### TEXT FOR ANALYSIS ###

I have been praying for a sweet young mother that I go to church with that has battled Cancer for a while now. She also has an adorable young husband that cherishes her and two young boys. What a coincidence...well maybe not.

I thought that hope was one of the best things that I could give her besides prayer. But the hope turned into reality for us all this week and she is dying. I still pray for her, her boys and her husband that the angels will be with them to buoy them up in the times of their sorrow. Her pain is in her back because the Cancer has attacked her spine. The medicine has taken most or some of the pain away.

Last evening I took dinner to an older lady that I go to church with that is honestly one of the cutest little things I have ever met. She leads the music and what a treat that has been to watch her. She has been down with horrible pain in her back. Her spine is very disjointed. Thankfully she has been rescued from most of the fierce pain with medication. We all have been praying for her that her pain could be alleviated.

Today after I had been up awhile my back starting killing me. It has hurt me the last few days but today it was horrible. I have had seven babies and I can tell you that this pain was as bad if not worse than I've ever had.  I don't know why but I do know that tonight I have true empathy for my sweet friends that have had pain so much worse than mine.

The Lord hold you in the hallow of His Hands, my dear friends. xoxoxo

Love,
Grammy T.

Tuesday, February 1, 2011

The Big Yellow Lion

Berchtesgaden in Bavaria

My daughter Jessie and I were talking about prayer the other day. And we agreed that many times the prayers of tiny children are answered. 

As I was thinking about this phenomenon the story of The Big Yellow Lion came to mind. 

When we lived in Germany we were able to go to Berchtesgaden in Bavaria for an Area Serviceman’s Conference with meetings and lodgings at the Eagles Nest.
(I love it there) 

Hitler's Eagle Nest
Marion D. Hanks was a visiting General Authority and he told the story of a little boy that seemed to get himself into big trouble all of the time, 
for telling fibs. 

This is how the story goes:

When Johnnie was out playing in his backyard he saw something so awesome 
that he just had to tell his mom.

He rushed in the house and told his mom that he saw a big yellow lion in the neighbors backyard.

### DATA ###

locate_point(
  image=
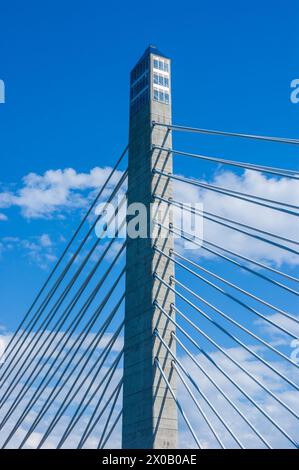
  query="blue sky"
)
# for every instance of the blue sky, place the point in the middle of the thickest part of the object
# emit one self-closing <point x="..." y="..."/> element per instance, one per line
<point x="66" y="70"/>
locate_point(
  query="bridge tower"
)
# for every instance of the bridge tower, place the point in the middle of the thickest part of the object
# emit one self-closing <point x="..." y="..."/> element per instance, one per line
<point x="149" y="411"/>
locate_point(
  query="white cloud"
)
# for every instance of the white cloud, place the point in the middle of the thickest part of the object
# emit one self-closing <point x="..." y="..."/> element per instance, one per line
<point x="56" y="191"/>
<point x="38" y="249"/>
<point x="278" y="223"/>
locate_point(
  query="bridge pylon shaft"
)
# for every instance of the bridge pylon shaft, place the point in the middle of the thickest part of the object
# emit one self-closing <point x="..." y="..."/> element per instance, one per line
<point x="149" y="410"/>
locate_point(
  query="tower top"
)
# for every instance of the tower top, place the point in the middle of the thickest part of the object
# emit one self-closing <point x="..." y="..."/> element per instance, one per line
<point x="151" y="49"/>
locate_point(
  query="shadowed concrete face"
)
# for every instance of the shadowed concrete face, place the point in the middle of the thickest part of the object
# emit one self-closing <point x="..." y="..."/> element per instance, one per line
<point x="149" y="411"/>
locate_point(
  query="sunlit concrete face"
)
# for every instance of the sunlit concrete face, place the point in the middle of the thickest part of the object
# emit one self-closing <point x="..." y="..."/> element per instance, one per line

###

Rewrite part of the blog post, beginning at the words "When we lived" and stopping after "tell his mom.", with "Johnnie" changed to "Billy".

## WRITTEN RESPONSE
When we lived in Germany we were able to go to Berchtesgaden in Bavaria for an Area Serviceman’s Conference with meetings and lodgings at the Eagles Nest.
(I love it there) 

Hitler's Eagle Nest
Marion D. Hanks was a visiting General Authority and he told the story of a little boy that seemed to get himself into big trouble all of the time, 
for telling fibs. 

This is how the story goes:

When Billy was out playing in his backyard he saw something so awesome 
that he just had to tell his mom.